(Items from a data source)
%%

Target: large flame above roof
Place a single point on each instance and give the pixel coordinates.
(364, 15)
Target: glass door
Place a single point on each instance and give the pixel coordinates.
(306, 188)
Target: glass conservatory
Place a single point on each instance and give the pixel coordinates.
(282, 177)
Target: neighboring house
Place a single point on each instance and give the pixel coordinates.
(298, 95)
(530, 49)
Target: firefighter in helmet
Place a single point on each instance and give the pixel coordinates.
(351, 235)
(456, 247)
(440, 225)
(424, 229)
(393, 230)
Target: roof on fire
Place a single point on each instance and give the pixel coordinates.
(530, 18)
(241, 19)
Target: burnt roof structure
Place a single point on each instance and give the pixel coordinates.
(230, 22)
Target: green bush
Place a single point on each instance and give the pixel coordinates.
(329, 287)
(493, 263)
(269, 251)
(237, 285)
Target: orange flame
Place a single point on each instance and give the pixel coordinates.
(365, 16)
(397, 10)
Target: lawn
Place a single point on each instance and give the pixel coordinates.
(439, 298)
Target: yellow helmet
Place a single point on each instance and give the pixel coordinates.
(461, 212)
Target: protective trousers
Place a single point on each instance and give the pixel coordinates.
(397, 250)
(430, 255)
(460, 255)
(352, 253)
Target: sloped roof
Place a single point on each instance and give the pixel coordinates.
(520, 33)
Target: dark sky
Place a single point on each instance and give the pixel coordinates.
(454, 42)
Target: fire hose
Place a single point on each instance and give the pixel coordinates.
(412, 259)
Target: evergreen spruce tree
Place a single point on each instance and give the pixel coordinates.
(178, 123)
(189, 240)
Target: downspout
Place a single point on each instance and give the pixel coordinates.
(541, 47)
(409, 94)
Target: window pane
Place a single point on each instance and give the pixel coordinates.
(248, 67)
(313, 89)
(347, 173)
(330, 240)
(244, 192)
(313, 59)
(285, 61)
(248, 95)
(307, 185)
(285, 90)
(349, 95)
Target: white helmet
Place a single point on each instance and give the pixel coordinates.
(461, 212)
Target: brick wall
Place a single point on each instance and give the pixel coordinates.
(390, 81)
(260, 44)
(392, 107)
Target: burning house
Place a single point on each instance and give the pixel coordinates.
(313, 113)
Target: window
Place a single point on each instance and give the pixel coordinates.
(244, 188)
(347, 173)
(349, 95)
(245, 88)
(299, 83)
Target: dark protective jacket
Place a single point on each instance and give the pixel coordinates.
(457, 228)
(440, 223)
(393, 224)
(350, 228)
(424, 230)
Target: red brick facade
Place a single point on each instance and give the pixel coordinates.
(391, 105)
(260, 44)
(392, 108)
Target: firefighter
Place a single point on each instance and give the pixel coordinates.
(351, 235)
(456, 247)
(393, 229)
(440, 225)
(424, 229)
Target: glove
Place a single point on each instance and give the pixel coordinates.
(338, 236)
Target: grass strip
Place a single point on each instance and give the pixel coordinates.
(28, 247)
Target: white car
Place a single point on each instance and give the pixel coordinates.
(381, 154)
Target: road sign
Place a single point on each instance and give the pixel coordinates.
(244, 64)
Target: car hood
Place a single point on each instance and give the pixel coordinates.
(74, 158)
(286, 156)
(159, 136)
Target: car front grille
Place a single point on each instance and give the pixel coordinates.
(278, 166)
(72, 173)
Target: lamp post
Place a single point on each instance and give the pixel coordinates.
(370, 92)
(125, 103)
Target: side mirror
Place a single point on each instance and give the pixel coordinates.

%%

Copy all of the data above line for line, without changing anything.

Target: large flame above roof
Place a single point on each instance and give the pixel coordinates.
(364, 15)
Target: glass door
Place a single point on each instance and give the pixel coordinates.
(306, 188)
Target: glass conservatory
Place a single point on each instance and give the pixel coordinates.
(282, 177)
Target: neighboring house
Place a single point on each instance and give the pixel coordinates.
(298, 95)
(530, 49)
Target: firefighter in helmet
Place a single point on each instance and give the pixel coordinates.
(351, 235)
(456, 247)
(440, 225)
(424, 229)
(393, 230)
Target: roof on fire
Place a single point on each instance and give the pixel coordinates.
(530, 18)
(241, 19)
Target: burnt roof structure
Place a single point on each instance and give the pixel coordinates.
(230, 22)
Target: green bush
Place a single point on each instance and give the pixel coordinates.
(329, 287)
(493, 263)
(269, 251)
(237, 285)
Target: orange flame
Place a single point on each instance and give the pixel coordinates.
(365, 16)
(397, 10)
Target: lawn
Place a single point on each instance and give the pixel coordinates.
(439, 298)
Target: yellow helmet
Place a single point on each instance and give the pixel coordinates.
(461, 212)
Target: protective trousers
Place a single point on each instance and give the pixel coordinates.
(397, 250)
(430, 255)
(460, 255)
(352, 253)
Target: sloped roof
Place a single point on each instance and give the pixel coordinates.
(520, 33)
Target: dark sky
Place a single point on each instance and give the pixel coordinates.
(454, 42)
Target: fire hose
Place a single point on each instance and give the pixel coordinates.
(412, 259)
Target: evergreen spruce tree
Place a single point on each instance and give the pixel coordinates.
(178, 123)
(189, 240)
Target: downspout
Place a single point on each instance and give the pixel coordinates.
(541, 47)
(409, 94)
Target: window pane
Place a single point on each instance and give the pixel coordinates.
(248, 67)
(313, 89)
(347, 173)
(330, 240)
(244, 192)
(313, 59)
(285, 61)
(248, 95)
(307, 185)
(285, 90)
(349, 95)
Target: white helmet
Place a single point on each instance and give the pixel coordinates.
(461, 212)
Target: brick wall
Place a single point on each instance and give the pixel coordinates.
(390, 81)
(260, 44)
(392, 107)
Target: burning house
Place a single point on each instance and give the pixel coordinates.
(313, 113)
Target: window
Place a single point on each instance and give the pixel coordinates.
(244, 188)
(347, 173)
(349, 95)
(245, 88)
(299, 83)
Target: dark protective jacket
Place a single point on each instance and give the pixel coordinates.
(457, 228)
(440, 223)
(393, 224)
(350, 228)
(424, 230)
Target: red brick facade
Place a single point on each instance and give the pixel coordinates.
(391, 105)
(260, 44)
(392, 108)
Target: firefighter
Place a single point on each instance and give the pixel coordinates.
(351, 235)
(456, 247)
(393, 229)
(440, 225)
(424, 229)
Target: glove
Place a single point on each instance and give the pixel coordinates.
(338, 236)
Target: grass strip
Place a single point on each instance and give the pixel coordinates.
(28, 247)
Target: white car
Place a single point on each instance and give the pixel coordinates.
(381, 154)
Target: road sign
Place a single point on each instance and give the pixel coordinates.
(244, 64)
Target: car hood
Place a single point on each instance and give the pixel coordinates.
(74, 158)
(286, 156)
(159, 136)
Target: car front grille
Place a single point on each instance and give the pixel coordinates.
(278, 166)
(72, 173)
Target: lamp post
Place a single point on each instance and give the pixel coordinates.
(370, 92)
(125, 103)
Target: side mirror
Place a single point on each instance and give the pixel coordinates.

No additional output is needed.